* **Objective**:
Please return every line of the records below word for word, leaving out the pictures.

* **The data**:

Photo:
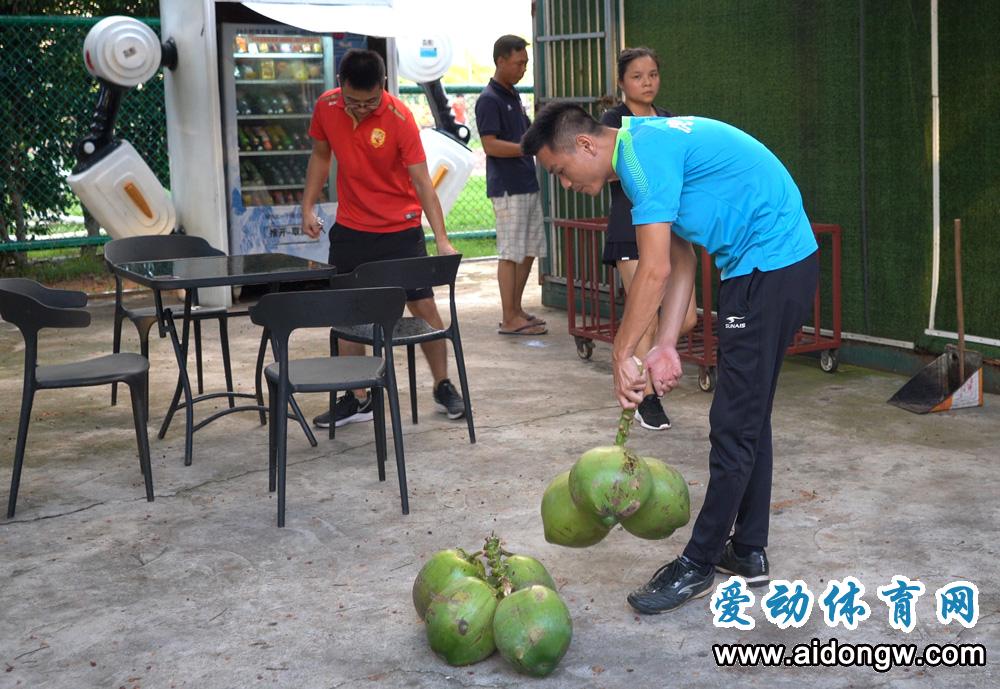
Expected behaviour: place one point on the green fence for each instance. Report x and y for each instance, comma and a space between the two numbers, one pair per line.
47, 99
841, 92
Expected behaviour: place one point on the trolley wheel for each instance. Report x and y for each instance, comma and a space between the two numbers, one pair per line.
828, 360
706, 378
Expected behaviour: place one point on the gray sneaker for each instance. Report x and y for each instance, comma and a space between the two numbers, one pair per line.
347, 410
448, 401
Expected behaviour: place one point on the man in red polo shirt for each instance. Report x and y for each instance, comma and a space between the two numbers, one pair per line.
382, 187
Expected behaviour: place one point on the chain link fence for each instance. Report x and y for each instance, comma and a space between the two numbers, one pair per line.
472, 210
47, 98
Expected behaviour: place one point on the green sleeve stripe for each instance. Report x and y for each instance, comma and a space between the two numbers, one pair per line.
624, 147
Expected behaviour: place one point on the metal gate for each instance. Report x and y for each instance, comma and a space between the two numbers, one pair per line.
576, 46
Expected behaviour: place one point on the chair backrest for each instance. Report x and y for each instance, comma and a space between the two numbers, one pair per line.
283, 312
32, 306
161, 247
408, 273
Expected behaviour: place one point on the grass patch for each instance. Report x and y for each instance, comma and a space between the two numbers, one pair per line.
469, 248
76, 267
472, 210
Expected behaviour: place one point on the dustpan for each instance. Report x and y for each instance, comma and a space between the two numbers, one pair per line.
955, 379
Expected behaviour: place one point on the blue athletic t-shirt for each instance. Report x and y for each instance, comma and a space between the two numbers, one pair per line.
721, 188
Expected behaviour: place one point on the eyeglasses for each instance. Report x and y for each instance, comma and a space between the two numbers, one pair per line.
363, 104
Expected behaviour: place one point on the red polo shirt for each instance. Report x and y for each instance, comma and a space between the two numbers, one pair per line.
374, 189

* **Written reply**:
Photo:
Expected behaviour: place one point on the green fence for each instance. Report x and y for each instance, comma and a space between the two numbers, one pair per line.
47, 99
841, 92
Expected behaviour: place one point on the trolley wheel for each instance. Report x and y for each instance, comma and a space between the two numbers, one pair per line.
828, 360
706, 378
Expected behaviour: place one point on the gray sneaker for each instance. Report x and y for each instance, comma and a space between the two numbers, one pair per line.
347, 410
448, 401
Expected behaviour: place one point on the man in red polo shirt for each instance. Report x and y for each instance, comma and a space between the two numbers, one pair per line.
382, 187
Expected behaviour: place one point on the chain link fence for each instance. Report x and y for each instance, comma and a space between the two numbers, one pair per line.
472, 210
47, 98
Expected behaviour: place one point on the green sleeve stripe for each instance. Report x and y for each instance, comma and a space between the two numbers, one pair per line.
624, 147
Expected behaviour: place one point on the metal gate for each instance. Report x and y for each instance, comma and a space between the two numbers, one pair per line.
576, 46
Expected behaviour: place one point on the chair backrest for each instance. Report x and y for each instance, comma and a space between the two numbers, one pair per line.
283, 312
32, 306
161, 247
408, 273
Expected behaviour: place one point on the grass patch for each instance. Report x and y for each instance, comma and a space between the two numbers, one pair per line.
469, 248
76, 267
472, 210
Expected behaviour: place one point on the dustpan for each instance. Report x and y for each instance, comma and a space between the two numbers, one pair per line.
955, 379
Expected behaviour: place one point on the blue athletic t-shirt for each instance. Report x and y for each instance, comma and a space between the two numbers, one pair per line.
721, 188
Expected behaviour: place one point on the eyeglasses for each instance. Report x and y for each instance, comma and a space between the two numbers, one pair per line.
363, 104
Expected behaviour: place one point on the red polo shirt for each instance. Report x and y for each instance, comma and a space between the two numbers, one pair per line.
374, 189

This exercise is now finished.